Densities
All points have probability $0$
Consider a random variable which can take values in a continuum such a spinner in a board game. One expects that each possible angle at which a spinner on a board game could land, say between $0$ and $2\pi$, comes up equally likely. What is the probability of a particular value? Suppose it is some $p>0$. In this section, we showed that the probability of a finite union of disjoint sets is equal to the sum of the probabilities of the invidiual sets. Since the probability of a set is at least as much as the probability of any subset: \begin{eqnarray*} \mathbb{P}\left([0,2\pi)\right) \geq \sum_{i=0}^{n-1} \mathbb{P}\left(\left\{\frac{2\pi i}{n}\right\}\right) = \sum_{i=0}^{n-1} p = n p \end{eqnarray*} for any $n$. If we choose $n = \left\lceil\frac{1}{p} + 1\right\rceil$ where $\lceil x\rceil$ is the smallest integer larger than $x$, we get that $\mathbb{P}\left([0,2\pi)\right) \geq \left\lceil\frac{1}{p} + 1 p\right\rceil \geq 1 + p$ which is a contradiction. Hence, it can't be true that $p>0$. The probability of each point is $0$. A similar analysis will hold for any probability distribution, not necessarily uniformly distributed, for which the probability
Probability densities as probability distributions
Let us now suppose that we have a function $f:\mathbb{R}\rightarrow [0,\infty)$ such that $\int_{-\infty}^\infty f(x) dx = 1$. For any interval $[a,b)$ with $a < b$, we define a probability distribution $\mathbb{P}$ by: \begin{eqnarray*} \mathbb{P}\left([a,b)\right) = \int_a^b f(x) dx \end{eqnarray*} Furthermoere, we extend $\mathbb{P}$ to unions of disjoint intervals $[a_1,a_2), [a_2, a_3), \ldots, [a_{n-1},a_n)$ with $a_i < a_{i+1}$ via: \begin{eqnarray*} \mathbb{P}\left(\cup_{i=1}^{n-1} [a_i,a_{i+1})\right) = \sum_{i=1}^{n-1} \mathbb{P}\left([a_i,a_{i+1})\right) \end{eqnarray*} It can be seen that $\mathbb{P}$ as defined above satisfies the axioms for a probability distribution. The function $f$ described above is referred to as a probability density and, as with point mass functions, represent an important method to define a probability distribution. Note that, for a density function $f$, we have: \begin{eqnarray*} \mathbb{P}\left([x-\epsilon,x+\epsilon)\right) = \int_{x-\epsilon}^{x+\epsilon} f(x) dx \approx f(x) \left(x + \epsilon - \left( x - \epsilon\right) \right) = 2\epsilon \end{eqnarray*} Hence, since $\epsilon$ can be chosen arbitrarily small, we have $\mathbb{P}\left(\left\{x\right\}\right) = 0$. All points have $0$ probability for a probability density defined by a probability density.
Example: Uniform density
For the example of the board game spinner given at the beginning of the section, the density is uniform, that is, the same at all points in some interval $[a,b]$ and $0$ elsewhere: \begin{eqnarray*} f(x) = \left\{\begin{array}{ll} c & \mbox{if $x\in[a,b]$}\\ 0 & \mbox{otherwise}\\ \end{array}\right. \end{eqnarray*} Since a density has to integrate to $1$, we have: \begin{eqnarray*} \int_{-\infty}^\infty f(x) dx = \int_a^b c dx = c(b - a) = 1 \end{eqnarray*} So that $c = \frac{1}{b-a}$.
============
§ **What to work on**
Resume the section on probability densities, picking up after its final sentence. The rows below are not needed for this work.

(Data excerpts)
============
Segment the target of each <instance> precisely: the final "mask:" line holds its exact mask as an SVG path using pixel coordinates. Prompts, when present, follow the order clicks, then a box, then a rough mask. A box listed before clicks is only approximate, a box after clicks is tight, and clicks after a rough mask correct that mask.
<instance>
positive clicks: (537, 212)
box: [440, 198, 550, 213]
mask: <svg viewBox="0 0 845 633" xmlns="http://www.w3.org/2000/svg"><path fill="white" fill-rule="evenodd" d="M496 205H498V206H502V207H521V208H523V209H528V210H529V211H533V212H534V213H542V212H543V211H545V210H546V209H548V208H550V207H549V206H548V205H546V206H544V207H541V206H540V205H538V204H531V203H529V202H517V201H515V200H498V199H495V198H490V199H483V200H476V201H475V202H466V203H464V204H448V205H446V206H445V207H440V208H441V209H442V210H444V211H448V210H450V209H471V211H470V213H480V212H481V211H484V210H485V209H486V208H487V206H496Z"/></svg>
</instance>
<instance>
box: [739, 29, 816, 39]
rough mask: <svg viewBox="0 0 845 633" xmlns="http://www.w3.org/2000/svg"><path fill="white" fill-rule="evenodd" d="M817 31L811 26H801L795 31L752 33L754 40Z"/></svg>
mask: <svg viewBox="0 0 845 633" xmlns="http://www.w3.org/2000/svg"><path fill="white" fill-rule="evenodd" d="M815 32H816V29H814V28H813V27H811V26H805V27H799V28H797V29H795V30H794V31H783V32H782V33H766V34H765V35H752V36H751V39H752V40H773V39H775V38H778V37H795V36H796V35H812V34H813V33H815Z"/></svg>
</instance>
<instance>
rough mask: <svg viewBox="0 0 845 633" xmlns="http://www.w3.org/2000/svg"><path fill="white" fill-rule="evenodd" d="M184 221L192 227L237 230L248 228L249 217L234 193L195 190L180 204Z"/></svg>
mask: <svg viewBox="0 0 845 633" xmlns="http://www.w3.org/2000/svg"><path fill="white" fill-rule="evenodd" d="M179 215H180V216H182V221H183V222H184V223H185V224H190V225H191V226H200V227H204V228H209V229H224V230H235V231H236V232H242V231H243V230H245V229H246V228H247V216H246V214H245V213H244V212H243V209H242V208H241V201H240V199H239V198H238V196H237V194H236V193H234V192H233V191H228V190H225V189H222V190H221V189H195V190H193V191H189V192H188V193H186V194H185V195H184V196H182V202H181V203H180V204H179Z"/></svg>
============
§ **Expected answer**
Example: Normal density
One of the most important probability distributions in all of probability theory is the normal distribution. The normal distribution is defined by the density given by: \begin{eqnarray*} f(x) = \frac{1}{\sqrt{2\pi}}\exp\left(-\frac{x^2}{2}\right) \end{eqnarray*} As we will later present, the central limit theorem is a fundamental result which shows that well-behaved IID random variables, when properly shifted and scaled, converge to a normal distribution.
Consider a random variable $X$ which takes on values in a continuum. We define the cumulative distribution function of $X$ as follows: \begin{eqnarray*} F_X(x) = \mathbb{P}\left(X\leq x\right) \end{eqnarray*} If $F_X$ is differentiable, its derivative is the probability density of $X$, that is, $f_X(x) = \frac{dF_X(x)}{dx}$. Note that the distribution of every random variable can be defined by a cumulative distribution function, though there are some whose distribution can't be defined in terms of point mass functions and probability densities.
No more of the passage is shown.